**Task directions:**
Only lines containing the word "block" are needed; pull them out of the material.

--------

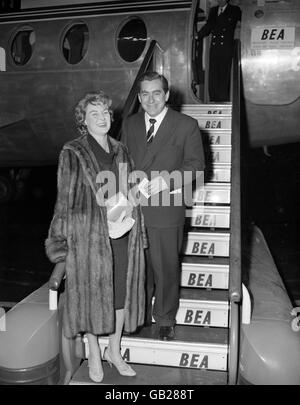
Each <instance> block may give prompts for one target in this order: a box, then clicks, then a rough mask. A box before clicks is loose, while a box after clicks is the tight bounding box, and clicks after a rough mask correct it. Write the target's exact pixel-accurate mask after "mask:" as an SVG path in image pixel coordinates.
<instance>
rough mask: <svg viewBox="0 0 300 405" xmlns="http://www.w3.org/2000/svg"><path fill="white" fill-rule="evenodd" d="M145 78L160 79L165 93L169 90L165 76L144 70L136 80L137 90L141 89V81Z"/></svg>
mask: <svg viewBox="0 0 300 405" xmlns="http://www.w3.org/2000/svg"><path fill="white" fill-rule="evenodd" d="M145 80H149V81H152V80H160V81H161V83H162V87H163V90H164V92H165V93H167V92H168V91H169V83H168V80H167V79H166V78H165V76H163V75H160V74H159V73H157V72H145V73H142V74H141V75H140V76H139V77H138V81H137V87H138V92H140V91H141V83H142V82H144V81H145Z"/></svg>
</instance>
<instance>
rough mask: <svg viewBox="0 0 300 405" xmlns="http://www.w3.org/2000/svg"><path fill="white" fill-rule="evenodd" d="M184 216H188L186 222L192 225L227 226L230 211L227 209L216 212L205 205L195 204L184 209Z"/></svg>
mask: <svg viewBox="0 0 300 405" xmlns="http://www.w3.org/2000/svg"><path fill="white" fill-rule="evenodd" d="M186 218H189V220H188V221H189V222H188V223H189V224H190V226H193V227H201V228H202V227H204V228H229V224H230V211H229V209H228V210H224V211H223V212H218V211H214V210H213V209H210V207H207V206H203V207H201V208H198V207H196V206H195V207H193V208H191V209H187V210H186Z"/></svg>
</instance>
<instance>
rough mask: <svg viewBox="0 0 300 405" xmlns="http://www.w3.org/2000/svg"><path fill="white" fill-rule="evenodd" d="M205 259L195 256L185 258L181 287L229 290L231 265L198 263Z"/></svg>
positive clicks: (181, 273)
mask: <svg viewBox="0 0 300 405" xmlns="http://www.w3.org/2000/svg"><path fill="white" fill-rule="evenodd" d="M196 259H203V258H200V257H194V256H183V257H182V262H181V269H182V271H181V286H182V287H193V288H217V289H227V288H228V277H229V265H228V264H218V263H207V261H206V262H205V263H203V262H200V263H199V262H196V261H195V260H196Z"/></svg>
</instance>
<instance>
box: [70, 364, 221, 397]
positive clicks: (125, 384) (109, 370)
mask: <svg viewBox="0 0 300 405" xmlns="http://www.w3.org/2000/svg"><path fill="white" fill-rule="evenodd" d="M134 370H135V371H136V373H137V375H136V376H135V377H123V376H121V375H120V374H119V373H118V371H117V369H116V368H115V367H112V368H111V367H109V366H108V364H107V363H106V362H103V371H104V378H103V380H102V382H101V383H94V382H92V381H91V380H90V378H89V371H88V362H87V360H85V361H84V362H83V363H82V364H81V366H80V367H79V369H78V370H77V372H76V373H75V375H74V376H73V378H72V380H71V382H70V384H69V385H95V384H98V385H112V384H113V385H117V386H119V385H144V386H151V385H165V386H170V385H226V384H227V373H226V372H222V371H211V370H203V369H194V368H189V369H186V368H182V367H181V368H175V367H167V366H152V365H146V364H135V365H134ZM192 388H193V387H192ZM111 391H112V390H111ZM131 391H132V392H134V390H131ZM150 391H151V390H150ZM150 391H149V394H148V396H147V397H148V398H150V399H151V397H150V395H151V396H153V399H155V398H154V395H155V392H153V394H150ZM141 396H143V394H142V393H139V398H140V397H141ZM128 398H129V397H127V399H128ZM187 398H188V396H187Z"/></svg>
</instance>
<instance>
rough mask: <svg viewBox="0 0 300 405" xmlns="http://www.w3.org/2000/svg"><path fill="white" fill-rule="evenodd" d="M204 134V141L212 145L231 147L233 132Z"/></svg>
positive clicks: (206, 133) (210, 132)
mask: <svg viewBox="0 0 300 405" xmlns="http://www.w3.org/2000/svg"><path fill="white" fill-rule="evenodd" d="M203 132H204V133H203ZM203 132H202V135H203V139H204V140H206V139H207V140H208V143H209V144H210V145H220V146H221V145H231V131H218V132H206V131H203Z"/></svg>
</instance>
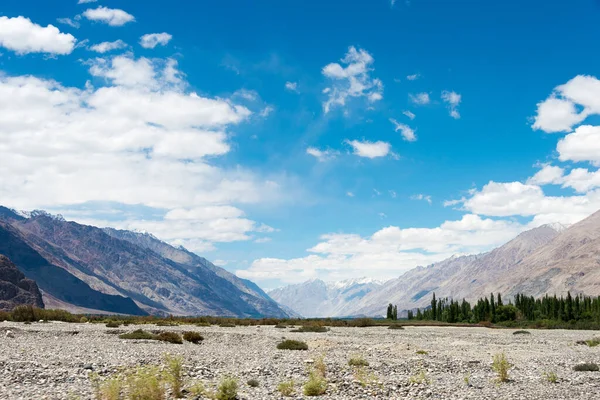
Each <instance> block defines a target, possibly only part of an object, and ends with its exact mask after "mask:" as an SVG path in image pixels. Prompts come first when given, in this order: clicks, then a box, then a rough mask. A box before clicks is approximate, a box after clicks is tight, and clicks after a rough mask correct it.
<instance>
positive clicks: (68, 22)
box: [56, 18, 80, 29]
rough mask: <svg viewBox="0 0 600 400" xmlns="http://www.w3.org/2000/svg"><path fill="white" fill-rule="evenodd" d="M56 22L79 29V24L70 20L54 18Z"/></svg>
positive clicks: (67, 18) (62, 18) (66, 18)
mask: <svg viewBox="0 0 600 400" xmlns="http://www.w3.org/2000/svg"><path fill="white" fill-rule="evenodd" d="M56 21H57V22H58V23H61V24H65V25H69V26H70V27H72V28H75V29H79V26H80V24H79V22H78V21H76V20H73V19H71V18H56Z"/></svg>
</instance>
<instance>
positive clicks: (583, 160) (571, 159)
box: [556, 125, 600, 165]
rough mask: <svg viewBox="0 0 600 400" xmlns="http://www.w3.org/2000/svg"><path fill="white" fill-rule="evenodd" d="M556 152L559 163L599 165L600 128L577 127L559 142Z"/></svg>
mask: <svg viewBox="0 0 600 400" xmlns="http://www.w3.org/2000/svg"><path fill="white" fill-rule="evenodd" d="M556 150H557V151H558V154H559V159H560V160H561V161H576V162H578V161H588V162H590V163H592V164H594V165H600V126H591V125H581V126H579V127H577V129H575V131H574V132H573V133H570V134H568V135H567V136H565V137H564V138H562V139H561V140H559V142H558V144H557V146H556Z"/></svg>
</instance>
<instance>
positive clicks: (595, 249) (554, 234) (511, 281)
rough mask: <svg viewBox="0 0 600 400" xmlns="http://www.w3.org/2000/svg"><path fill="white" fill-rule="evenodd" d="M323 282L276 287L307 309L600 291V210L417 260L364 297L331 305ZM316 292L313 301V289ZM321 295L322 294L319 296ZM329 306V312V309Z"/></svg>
mask: <svg viewBox="0 0 600 400" xmlns="http://www.w3.org/2000/svg"><path fill="white" fill-rule="evenodd" d="M331 285H332V284H331V283H330V284H324V283H323V282H320V281H309V282H306V283H303V284H300V285H290V286H287V287H284V288H280V289H276V290H274V291H272V292H270V294H271V296H272V297H273V298H274V299H276V300H277V301H279V302H281V303H282V304H284V305H286V306H288V307H290V308H292V309H293V310H294V311H296V312H298V313H300V314H302V315H304V316H323V317H336V316H363V315H366V316H384V315H385V312H386V308H387V305H388V304H389V303H393V304H396V305H397V306H398V309H399V310H404V311H405V312H406V311H407V310H413V309H415V308H417V307H419V308H424V307H427V306H428V305H429V303H430V300H431V295H432V293H433V292H435V294H436V296H437V297H438V298H440V297H451V298H454V299H459V300H460V299H463V298H464V299H467V300H468V301H474V300H477V299H478V298H480V297H483V296H489V294H490V293H491V292H494V293H501V294H502V295H503V296H505V298H512V297H513V296H514V295H515V294H517V293H523V294H527V295H532V296H536V297H538V296H542V295H544V294H550V295H553V294H556V295H559V296H560V295H566V293H567V292H568V291H570V292H571V294H576V293H582V294H586V295H593V296H595V295H600V211H599V212H596V213H595V214H593V215H591V216H589V217H588V218H586V219H584V220H583V221H581V222H579V223H577V224H574V225H572V226H570V227H568V228H567V227H564V226H562V225H560V224H549V225H543V226H540V227H537V228H534V229H531V230H529V231H526V232H523V233H521V234H520V235H518V236H517V237H516V238H514V239H513V240H511V241H510V242H508V243H506V244H505V245H503V246H500V247H498V248H496V249H494V250H492V251H490V252H487V253H483V254H478V255H467V256H460V257H451V258H449V259H446V260H444V261H441V262H438V263H435V264H432V265H429V266H427V267H416V268H414V269H412V270H409V271H407V272H406V273H404V274H402V275H401V276H399V277H398V278H396V279H392V280H389V281H387V282H385V283H383V284H381V285H378V286H377V287H374V288H373V289H372V290H370V291H369V292H368V293H366V294H365V295H363V296H356V297H349V298H346V299H345V300H344V299H343V298H341V299H340V301H337V302H336V306H335V307H330V306H329V304H330V302H331V300H330V299H329V297H327V296H324V295H322V293H326V292H327V290H324V289H323V287H329V286H331ZM311 293H314V294H315V296H314V298H312V299H311V300H307V297H306V294H311ZM319 294H320V295H319ZM324 310H326V312H324Z"/></svg>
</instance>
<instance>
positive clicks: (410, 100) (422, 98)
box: [408, 92, 431, 106]
mask: <svg viewBox="0 0 600 400" xmlns="http://www.w3.org/2000/svg"><path fill="white" fill-rule="evenodd" d="M408 98H409V99H410V101H412V102H413V103H415V104H417V105H420V106H423V105H426V104H429V103H431V99H430V98H429V93H425V92H423V93H417V94H409V95H408Z"/></svg>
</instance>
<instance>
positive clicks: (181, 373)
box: [165, 355, 183, 398]
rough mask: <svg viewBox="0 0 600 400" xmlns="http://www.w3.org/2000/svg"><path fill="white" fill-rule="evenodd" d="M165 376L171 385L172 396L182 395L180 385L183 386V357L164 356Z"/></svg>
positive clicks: (178, 397)
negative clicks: (165, 363)
mask: <svg viewBox="0 0 600 400" xmlns="http://www.w3.org/2000/svg"><path fill="white" fill-rule="evenodd" d="M165 363H166V369H165V378H166V380H167V382H169V384H170V385H171V393H172V395H173V396H174V397H176V398H180V397H183V394H182V393H181V387H182V386H183V373H182V370H183V358H181V356H179V357H174V356H171V355H166V356H165Z"/></svg>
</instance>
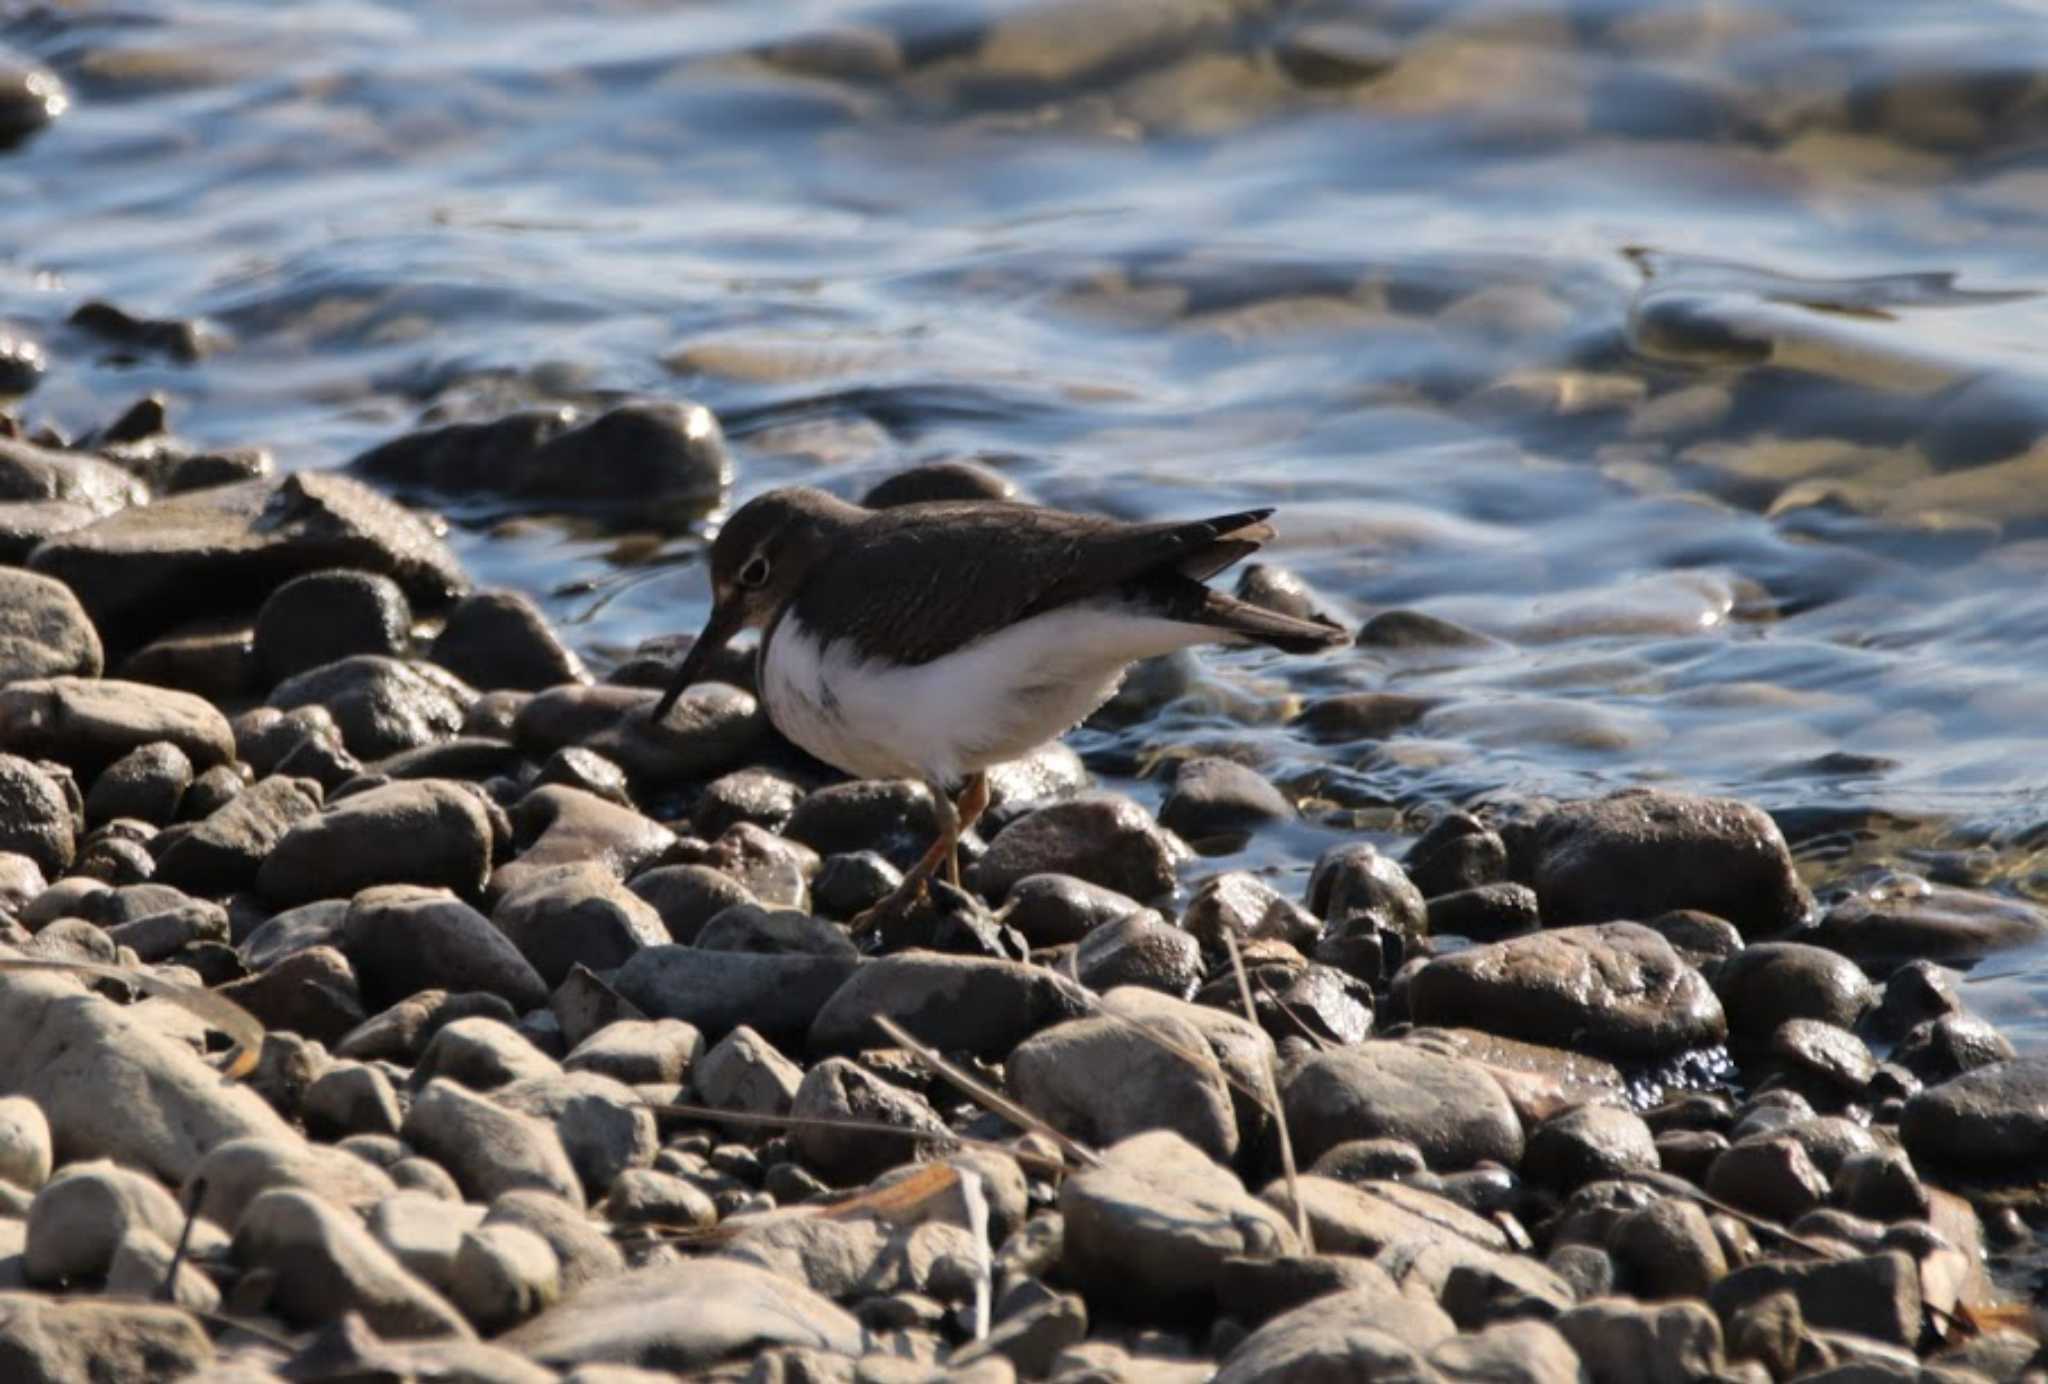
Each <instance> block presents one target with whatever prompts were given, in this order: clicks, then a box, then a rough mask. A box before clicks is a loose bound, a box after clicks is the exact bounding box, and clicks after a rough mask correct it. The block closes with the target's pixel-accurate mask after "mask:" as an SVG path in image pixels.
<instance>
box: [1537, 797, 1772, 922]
mask: <svg viewBox="0 0 2048 1384" xmlns="http://www.w3.org/2000/svg"><path fill="white" fill-rule="evenodd" d="M1532 850H1534V884H1536V897H1538V899H1540V901H1542V913H1544V921H1546V923H1550V925H1552V927H1556V925H1567V923H1606V921H1614V919H1632V917H1657V915H1659V913H1667V911H1671V909H1700V911H1704V913H1714V915H1716V917H1724V919H1729V921H1731V923H1735V925H1737V927H1741V932H1743V936H1745V938H1767V936H1774V934H1780V932H1786V929H1790V927H1798V925H1802V923H1804V921H1806V915H1808V913H1810V911H1812V895H1808V893H1806V886H1804V884H1802V882H1800V878H1798V872H1796V870H1794V868H1792V854H1790V850H1786V841H1784V835H1782V833H1780V831H1778V823H1774V821H1772V819H1769V815H1765V813H1763V809H1757V807H1751V805H1747V803H1737V801H1735V798H1702V796H1694V794H1683V792H1665V790H1626V792H1616V794H1612V796H1606V798H1595V801H1589V803H1567V805H1563V807H1559V809H1554V811H1552V813H1550V815H1546V817H1544V819H1540V821H1538V823H1536V827H1534V844H1532Z"/></svg>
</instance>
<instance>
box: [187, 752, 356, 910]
mask: <svg viewBox="0 0 2048 1384" xmlns="http://www.w3.org/2000/svg"><path fill="white" fill-rule="evenodd" d="M322 801H324V794H322V788H319V784H317V782H315V780H311V778H287V776H283V774H272V776H270V778H264V780H260V782H256V784H252V786H250V788H246V790H244V792H238V794H236V796H233V798H229V801H227V803H225V805H223V807H217V809H215V811H211V813H209V815H207V817H203V819H201V821H197V823H193V825H190V827H188V829H186V831H182V833H180V835H178V839H176V841H172V844H170V846H168V848H166V850H164V852H162V854H160V856H158V860H156V878H158V880H162V882H166V884H176V886H178V889H184V891H190V893H195V895H227V893H233V891H238V889H246V886H250V884H254V882H256V872H258V870H260V868H262V862H264V860H266V858H268V856H270V852H272V850H274V848H276V844H279V841H283V839H285V835H287V833H289V831H291V829H293V827H297V825H299V823H303V821H309V819H313V817H317V815H319V809H322Z"/></svg>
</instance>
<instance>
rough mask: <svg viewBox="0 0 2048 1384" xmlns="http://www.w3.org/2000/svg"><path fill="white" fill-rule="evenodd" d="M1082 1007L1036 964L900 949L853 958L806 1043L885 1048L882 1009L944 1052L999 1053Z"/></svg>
mask: <svg viewBox="0 0 2048 1384" xmlns="http://www.w3.org/2000/svg"><path fill="white" fill-rule="evenodd" d="M848 960H852V958H848ZM1081 1013H1085V1001H1083V999H1081V997H1079V995H1077V993H1075V991H1073V987H1071V983H1065V981H1061V979H1059V977H1057V975H1053V972H1051V970H1047V968H1042V966H1030V964H1024V962H1012V960H991V958H981V956H940V954H936V952H899V954H895V956H883V958H877V960H868V962H864V964H860V968H858V970H854V972H852V975H850V977H848V979H846V985H842V987H840V989H838V991H834V995H831V999H827V1001H825V1005H823V1007H821V1009H819V1013H817V1020H815V1022H813V1024H811V1042H809V1046H811V1050H813V1052H858V1050H860V1048H872V1046H887V1044H889V1038H887V1036H885V1034H883V1030H881V1028H877V1026H874V1018H877V1015H887V1018H891V1020H895V1022H897V1024H901V1026H903V1028H905V1030H909V1034H911V1036H913V1038H920V1040H924V1042H928V1044H932V1046H936V1048H940V1050H944V1052H977V1054H983V1056H999V1054H1004V1052H1008V1050H1010V1048H1014V1046H1016V1044H1018V1042H1022V1040H1024V1038H1028V1036H1030V1034H1034V1032H1038V1030H1040V1028H1047V1026H1049V1024H1059V1022H1061V1020H1071V1018H1079V1015H1081ZM676 1018H682V1015H676Z"/></svg>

--------

**Your response:**
Each <instance> block may give prompts for one target in this order: a box, then clicks, then a rough mask. A box before clicks is loose, while a box after clicks is the tight bounding box, and clicks after a rough mask correct it. Write the target's exact pixel-accurate mask after "mask:" as an SVG path in image pixel coordinates.
Each <instance> block defines a target, possibly only part of an object, and ends with its exact mask after "mask:" as an SVG path in image pixels. Prompts come first when given, in this order: clicks, then a box, then a rough mask. A box before clicks is approximate, a box after clicks is tight, and clicks after a rough mask correct it.
Each <instance> block presents one target with whatever prompts were given, in this order: clicks, then a box, then a rough mask. A box before clicks is a loose bound, a box after clicks is the exact bounding box, and clicks after a rough mask correct it. The block closes with the target's pixel-accurate mask after "mask:" as an SVG path in image pixels.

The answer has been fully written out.